- DATA EXTRACT
*-*-*
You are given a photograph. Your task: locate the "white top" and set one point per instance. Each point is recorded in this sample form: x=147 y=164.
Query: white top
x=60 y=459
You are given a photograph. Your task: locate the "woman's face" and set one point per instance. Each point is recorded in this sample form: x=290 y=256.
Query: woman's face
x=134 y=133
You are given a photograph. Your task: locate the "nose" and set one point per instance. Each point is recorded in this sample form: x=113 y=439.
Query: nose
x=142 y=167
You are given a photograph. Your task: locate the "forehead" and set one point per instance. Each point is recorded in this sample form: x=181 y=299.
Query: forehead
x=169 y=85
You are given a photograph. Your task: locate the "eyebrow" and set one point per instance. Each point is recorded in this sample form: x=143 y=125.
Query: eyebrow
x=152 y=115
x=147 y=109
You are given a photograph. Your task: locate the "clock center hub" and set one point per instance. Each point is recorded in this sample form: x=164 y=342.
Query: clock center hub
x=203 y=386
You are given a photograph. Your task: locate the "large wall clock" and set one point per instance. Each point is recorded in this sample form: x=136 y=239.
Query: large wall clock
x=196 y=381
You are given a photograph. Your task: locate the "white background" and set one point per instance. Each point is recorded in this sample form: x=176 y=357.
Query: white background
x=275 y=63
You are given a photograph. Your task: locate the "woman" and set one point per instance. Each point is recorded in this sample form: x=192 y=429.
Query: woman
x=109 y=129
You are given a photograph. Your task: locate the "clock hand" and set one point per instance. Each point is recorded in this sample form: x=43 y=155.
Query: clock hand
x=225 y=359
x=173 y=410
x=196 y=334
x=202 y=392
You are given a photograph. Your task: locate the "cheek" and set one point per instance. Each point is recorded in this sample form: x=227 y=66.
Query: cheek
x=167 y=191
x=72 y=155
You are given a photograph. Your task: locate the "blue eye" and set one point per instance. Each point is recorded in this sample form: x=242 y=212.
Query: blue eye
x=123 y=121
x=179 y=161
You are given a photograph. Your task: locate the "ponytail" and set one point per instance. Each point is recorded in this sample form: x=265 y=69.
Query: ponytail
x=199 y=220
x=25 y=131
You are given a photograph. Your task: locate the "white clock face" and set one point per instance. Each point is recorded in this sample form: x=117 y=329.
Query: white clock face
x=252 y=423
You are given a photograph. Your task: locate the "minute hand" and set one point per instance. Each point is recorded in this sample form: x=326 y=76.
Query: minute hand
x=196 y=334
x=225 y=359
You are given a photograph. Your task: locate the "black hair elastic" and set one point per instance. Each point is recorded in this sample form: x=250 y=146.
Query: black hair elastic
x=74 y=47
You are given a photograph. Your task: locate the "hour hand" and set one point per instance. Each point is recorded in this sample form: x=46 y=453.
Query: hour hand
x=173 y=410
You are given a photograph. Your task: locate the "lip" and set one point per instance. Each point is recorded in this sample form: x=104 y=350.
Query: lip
*-*-*
- WHAT TO PRODUCE
Lines from the one containing "form: x=117 y=329." through the end of the data above must be written out exactly, and no other lines are needed.

- TASK SOLUTION
You are given a photograph. Your task: locate the "white clock face" and set one point per instance. Each point is recorded in this sample form: x=117 y=329.
Query: white clock face
x=252 y=423
You are given a photograph. Your task: locate the "minute hand" and set one point per instance. Each point is recorded in this sample form: x=326 y=76.
Query: minute hand
x=196 y=334
x=225 y=359
You are given a photograph. Your task: locate the "black hair elastic" and set one point per instance. Each point is recorded in this sample form: x=250 y=146.
Query: black hair elastic
x=74 y=47
You are given a photograph. Your task: locate the "hour hand" and set one point per instance. Each point is recorded in this sample form: x=46 y=453.
Query: hour hand
x=173 y=410
You are given a photograph. Your task: locate the "lip" and set one point per instance. Each point is recorded in this sample form: x=104 y=350.
Query: lip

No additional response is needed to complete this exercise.